*GIVEN PASSAGE*.
* * * * * * * * *

October is National Bullying Prevention Month. First, let’s just lay it out: bullying and relational aggression (either through passive measures or overt intimidation) is not normal and is not okay. No matter the circumstances, meanness and bullying are never warranted.

Words hurt, too.

It’s also important to note that bullying isn’t just physical– especially in our world of text and social-media bullying. The old saying, “Sticks and stones may break my bones, but words will never hurt me,” is simply dead wrong. When a peer treats another child cruelly, it can have long-lasting impacts. Bruises can heal, but the emotional scars of bullying can last a lifetime.

And, bullying is unfortunately very common. A NCES study from the U.S. Department of Education reported that more than 31% of students between the ages of 12 and 18 were bullied at school.

But, most parents and teachers aren’t even aware of when it happens. Why? Unless your child confesses to being bullied (which is rare), the signs can be difficult to see. So, just what should parents and teachers look for?

Top signs that something’s wrong at school:

• Social anxiety

• Peer rejection

• Lowering grades

• Loneliness or depression

• Absenteeism

• Complaints of poor health

• Decreased use of electronic media

What should you do next? 

Inform: Once bullying has been identified, teachers and parents should report it to the proper authorities; this includes school administration and other teachers, coaches, or bus drivers who supervise both the bully and the victim during the day.

* * * * * * * * *

*TASKS FOR THIS EXERCISE*.
1) Please say whether each statement agrees with the bullying passage, answering yes or no and quoting the words that decide it: (a) A study reported that more than 31% of students aged 12 to 18 were bullied at school. (b) Most parents and teachers know when bullying happens. (c) Children often confess to being bullied.
2) Update the stretch of the bullying passage from "Words hurt, too." through "teachers look for?", writing it out again with "cruelly" swapped for "harshly".
Base every answer on the bullying passage alone.

*DATASET RECORDS*.
* * * * * * * * *

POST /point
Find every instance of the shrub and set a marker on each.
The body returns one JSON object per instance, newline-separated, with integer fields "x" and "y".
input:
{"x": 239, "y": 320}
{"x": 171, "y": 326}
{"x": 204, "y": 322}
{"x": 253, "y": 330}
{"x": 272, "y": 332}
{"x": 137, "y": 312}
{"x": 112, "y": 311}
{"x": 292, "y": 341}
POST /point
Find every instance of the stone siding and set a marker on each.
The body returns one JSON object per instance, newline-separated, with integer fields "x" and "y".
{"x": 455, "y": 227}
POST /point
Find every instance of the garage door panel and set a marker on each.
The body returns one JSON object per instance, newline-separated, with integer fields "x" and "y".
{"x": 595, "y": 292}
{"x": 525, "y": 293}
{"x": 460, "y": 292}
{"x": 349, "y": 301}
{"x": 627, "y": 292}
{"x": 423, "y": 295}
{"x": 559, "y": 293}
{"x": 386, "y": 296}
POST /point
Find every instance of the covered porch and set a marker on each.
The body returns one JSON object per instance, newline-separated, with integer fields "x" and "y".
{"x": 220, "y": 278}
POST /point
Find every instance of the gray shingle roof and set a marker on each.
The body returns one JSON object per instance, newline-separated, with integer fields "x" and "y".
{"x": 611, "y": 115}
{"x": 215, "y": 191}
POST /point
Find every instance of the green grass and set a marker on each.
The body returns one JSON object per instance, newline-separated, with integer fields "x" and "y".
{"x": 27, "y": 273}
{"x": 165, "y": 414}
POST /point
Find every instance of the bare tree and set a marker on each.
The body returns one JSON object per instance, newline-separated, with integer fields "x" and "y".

* * * * * * * * *

*EXERCISE RESULTS*.
1)
(a) Yes: "more than 31% of students between the ages of 12 and 18 were bullied at school"
(b) No: "most parents and teachers aren’t even aware of when it happens"
(c) No: "Unless your child confesses to being bullied (which is rare)"

2)
Words hurt, too.

It’s also important to note that bullying isn’t just physical– especially in our world of text and social-media bullying. The old saying, “Sticks and stones may break my bones, but words will never hurt me,” is simply dead wrong. When a peer treats another child harshly, it can have long-lasting impacts. Bruises can heal, but the emotional scars of bullying can last a lifetime.

And, bullying is unfortunately very common. A NCES study from the U.S. Department of Education reported that more than 31% of students between the ages of 12 and 18 were bullied at school.

But, most parents and teachers aren’t even aware of when it happens. Why? Unless your child confesses to being bullied (which is rare), the signs can be difficult to see. So, just what should parents and teachers look for?